[Easy][FSDP] Clarify `_use_unsharded_grad_views` comment (#100359)
This is an easy follow-up to the previous PR to (1) clarify that `view` is the original parameter's gradient and (2) that after `reshard()` the gradient is on CPU only if offloading parameters.
Pull Request resolved: https://github.com/pytorch/pytorch/pull/100359
Approved by: https://github.com/rohan-varma
diff --git a/torch/distributed/fsdp/flat_param.py b/torch/distributed/fsdp/flat_param.py
index 072f2a9..ca01241 100644
--- a/torch/distributed/fsdp/flat_param.py
+++ b/torch/distributed/fsdp/flat_param.py
@@ -1779,9 +1779,11 @@
):
# NOTE: This is a hack using `.data` to side step the check
# that parameter/gradient sizes/dtypes/devices match. From
- # calling `reshard()`, `param` has the sharded size, the full
- # precision dtype, and is on CPU. Thus, one or more of the
- # following cases can hold when in `no_sync()`:
+ # calling `reshard()`, `param` has the sharded size, has the
+ # full precision dtype, and if CPU offloading is enabled, is on
+ # CPU. Thus, one or more of the following cases can hold when
+ # in `no_sync()`, where `view` is the original parameter's
+ # gradient:
# 1. `view` can have the unsharded size.
# 2. `view` can have the parameter low precision dtype.
# 3. `view` can be on GPU.

#### [Information supplied]

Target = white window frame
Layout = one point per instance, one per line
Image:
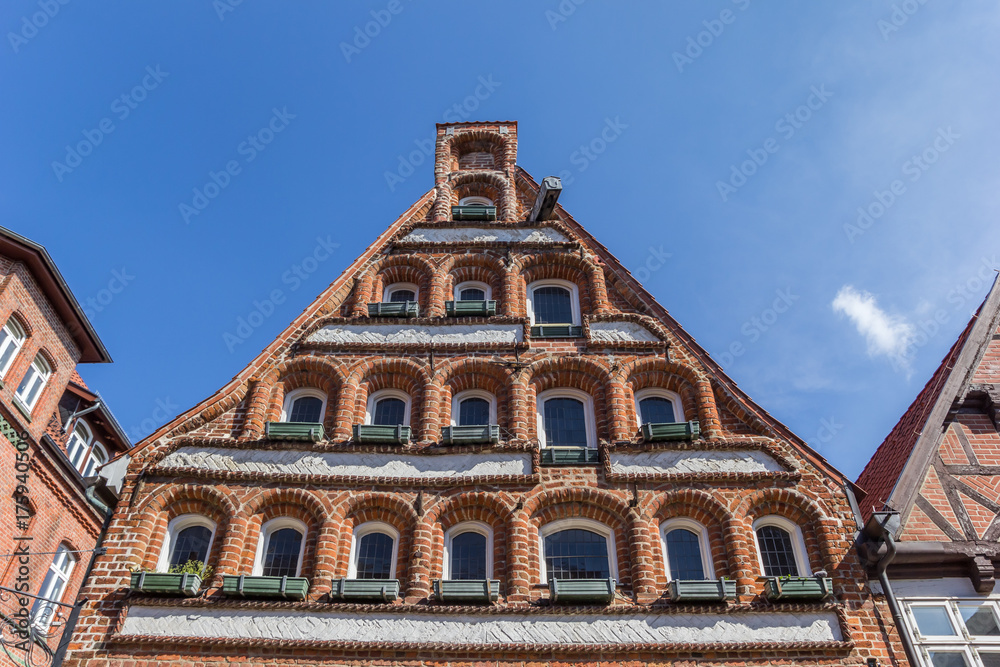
(472, 284)
(365, 529)
(590, 420)
(389, 289)
(459, 529)
(457, 399)
(584, 524)
(40, 368)
(267, 531)
(387, 393)
(176, 526)
(798, 542)
(698, 529)
(14, 335)
(574, 297)
(290, 398)
(653, 392)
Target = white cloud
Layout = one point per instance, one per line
(887, 335)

#### [Set exercise]
Can you reproduce word for word the part of the FSDP commit that opens with the words containing "This is an easy" and closes with "if offloading parameters."? The records are material apart from the FSDP commit.

#### [Solution to this task]
This is an easy follow-up to the previous PR to (1) clarify that `view` is the original parameter's gradient and (2) that after `reshard()` the gradient is on CPU only if offloading parameters.